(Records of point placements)
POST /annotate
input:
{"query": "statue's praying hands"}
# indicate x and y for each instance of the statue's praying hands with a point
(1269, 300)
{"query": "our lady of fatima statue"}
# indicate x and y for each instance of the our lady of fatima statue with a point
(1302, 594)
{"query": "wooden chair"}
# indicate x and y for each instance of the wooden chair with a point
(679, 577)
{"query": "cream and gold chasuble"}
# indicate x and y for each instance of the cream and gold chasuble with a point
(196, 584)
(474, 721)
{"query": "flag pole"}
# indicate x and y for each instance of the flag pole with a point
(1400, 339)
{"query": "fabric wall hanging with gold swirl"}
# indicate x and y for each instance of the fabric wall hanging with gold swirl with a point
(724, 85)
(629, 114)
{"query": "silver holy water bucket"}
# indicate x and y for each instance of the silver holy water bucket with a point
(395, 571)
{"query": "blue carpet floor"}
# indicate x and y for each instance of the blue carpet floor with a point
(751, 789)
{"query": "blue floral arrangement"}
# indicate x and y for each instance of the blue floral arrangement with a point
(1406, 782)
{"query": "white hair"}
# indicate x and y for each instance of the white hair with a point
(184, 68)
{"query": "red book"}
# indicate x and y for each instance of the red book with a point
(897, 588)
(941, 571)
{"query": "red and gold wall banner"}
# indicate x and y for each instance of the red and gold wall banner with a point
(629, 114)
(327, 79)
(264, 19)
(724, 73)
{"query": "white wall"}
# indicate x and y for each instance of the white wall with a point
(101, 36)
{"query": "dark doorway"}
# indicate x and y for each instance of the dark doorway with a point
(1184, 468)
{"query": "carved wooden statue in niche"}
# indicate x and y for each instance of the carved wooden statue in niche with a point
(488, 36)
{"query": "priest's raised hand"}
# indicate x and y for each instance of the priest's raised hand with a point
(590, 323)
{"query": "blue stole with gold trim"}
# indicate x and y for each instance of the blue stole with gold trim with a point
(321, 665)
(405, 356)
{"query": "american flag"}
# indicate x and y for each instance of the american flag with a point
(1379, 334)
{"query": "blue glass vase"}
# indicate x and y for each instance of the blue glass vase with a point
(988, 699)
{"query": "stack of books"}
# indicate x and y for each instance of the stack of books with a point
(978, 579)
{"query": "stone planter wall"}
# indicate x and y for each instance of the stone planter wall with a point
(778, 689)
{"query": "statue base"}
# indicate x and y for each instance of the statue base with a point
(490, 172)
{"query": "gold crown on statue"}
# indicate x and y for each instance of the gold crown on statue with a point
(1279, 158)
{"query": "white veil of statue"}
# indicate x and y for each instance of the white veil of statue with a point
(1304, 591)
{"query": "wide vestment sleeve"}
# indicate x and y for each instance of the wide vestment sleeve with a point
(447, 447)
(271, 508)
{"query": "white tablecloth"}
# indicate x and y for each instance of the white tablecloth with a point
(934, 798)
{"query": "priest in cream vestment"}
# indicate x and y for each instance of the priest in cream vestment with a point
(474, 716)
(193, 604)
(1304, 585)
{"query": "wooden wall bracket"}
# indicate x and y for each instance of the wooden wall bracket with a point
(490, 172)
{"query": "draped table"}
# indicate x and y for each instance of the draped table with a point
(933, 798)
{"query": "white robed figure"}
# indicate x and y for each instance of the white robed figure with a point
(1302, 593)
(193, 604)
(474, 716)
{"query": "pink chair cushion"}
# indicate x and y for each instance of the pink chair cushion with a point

Short problem: Output every one of the rows above as a JSON list of strings, with one string per line and any blank lines omitted.

Expected answer:
[
  "POST /annotate",
  "input:",
  "{\"query\": \"statue's praying hands\"}",
  "# indicate x and y for each instance of the statue's praying hands with a point",
  "(1269, 300)",
  "{\"query\": \"our lady of fatima statue\"}",
  "# indicate x and y for each instance of the our lady of fatima statue with a point",
  "(1302, 594)",
  "{\"query\": \"wooden chair\"}",
  "# indicate x and y for each instance of the wooden chair with a point",
  "(679, 577)",
  "{\"query\": \"cream and gold chasuble\"}",
  "# indicate x and y for each instance of the cream and gold chasuble with a point",
  "(196, 584)",
  "(474, 721)",
  "{\"query\": \"flag pole\"}",
  "# indicate x and y for each instance of the flag pole with a point",
  "(1400, 339)",
  "{\"query\": \"fabric wall hanging with gold swirl\"}",
  "# indicate x and y for each instance of the fabric wall hanging with gold swirl with a point",
  "(724, 85)",
  "(629, 114)",
  "{\"query\": \"silver holy water bucket\"}",
  "# indicate x and y for each instance of the silver holy water bucket with a point",
  "(395, 571)",
  "{\"query\": \"blue carpet floor\"}",
  "# indicate x and y for each instance of the blue carpet floor with a point",
  "(751, 789)",
  "{\"query\": \"blue floral arrangement\"}",
  "# indicate x and y for each instance of the blue floral arrangement with a point",
  "(1406, 782)",
  "{\"query\": \"white hair\"}",
  "# indicate x and y for each instance of the white hair with a point",
  "(184, 68)",
  "{\"query\": \"red book\"}",
  "# indicate x and y for each instance of the red book with a point",
  "(897, 588)",
  "(941, 571)",
  "{\"query\": \"red and gold wall banner\"}",
  "# indicate x and y for each instance of the red and gold wall banner with a point",
  "(629, 114)",
  "(327, 79)",
  "(264, 19)",
  "(724, 73)",
  "{\"query\": \"white wall\"}",
  "# indicate x and y for each instance of the white wall with a point",
  "(101, 36)",
  "{\"query\": \"dark doorway\"}",
  "# indicate x and y for each instance of the dark doorway with a point",
  "(1184, 468)",
  "{\"query\": \"carved wooden statue in niche\"}",
  "# indicate x and y for each instance of the carved wooden statue in niche with a point",
  "(488, 36)",
  "{\"query\": \"priest's raised hand\"}",
  "# indicate x and y for each instance of the priest's raised hand with a point",
  "(590, 323)",
  "{\"query\": \"blue stole with gold trim\"}",
  "# indicate x and y for each instance of the blue stole with gold trim with a point",
  "(321, 665)",
  "(405, 356)",
  "{\"query\": \"american flag\"}",
  "# indicate x and y for each instance of the american flag with a point",
  "(1379, 334)",
  "{\"query\": \"blue glass vase\"}",
  "# indicate x and y for each instance of the blue glass vase with a point",
  "(988, 699)",
  "{\"query\": \"stack of books\"}",
  "# indicate x and y for each instance of the stack of books with a point",
  "(978, 579)",
  "{\"query\": \"stone planter wall\"}",
  "# indicate x and y for each instance of the stone planter wall with a point",
  "(778, 689)",
  "{\"query\": \"statue base\"}",
  "# indicate x and y for each instance of the statue base with a point",
  "(490, 172)",
  "{\"query\": \"gold crown on statue\"}",
  "# indicate x and y for each instance of the gold crown on statue with a point",
  "(1279, 158)",
  "{\"query\": \"white veil of statue\"}",
  "# indicate x and y for each instance of the white veil of statue with a point",
  "(1304, 591)",
  "{\"query\": \"wide vestment sleeve\"}",
  "# indicate x and y for each instance of the wide vestment sleeve with a point",
  "(447, 447)",
  "(271, 508)",
  "{\"query\": \"white tablecloth\"}",
  "# indicate x and y for each instance of the white tablecloth with a point",
  "(934, 798)",
  "{\"query\": \"priest in cream vestment\"}",
  "# indicate x and y for each instance of the priest in cream vestment with a point",
  "(474, 716)",
  "(193, 604)",
  "(1304, 585)",
  "{\"query\": \"wooden wall bracket\"}",
  "# indicate x and y for each instance of the wooden wall bracket with a point",
  "(490, 172)",
  "{\"query\": \"draped table\"}",
  "# indicate x and y for each instance of the draped table with a point",
  "(933, 798)",
  "{\"query\": \"white robed figure\"}",
  "# indicate x and y for each instance of the white robed figure with a point",
  "(1302, 593)",
  "(193, 604)",
  "(474, 716)",
  "{\"query\": \"pink chair cushion\"}",
  "# indicate x and y for each instance of the pink chair cushion with a point"
]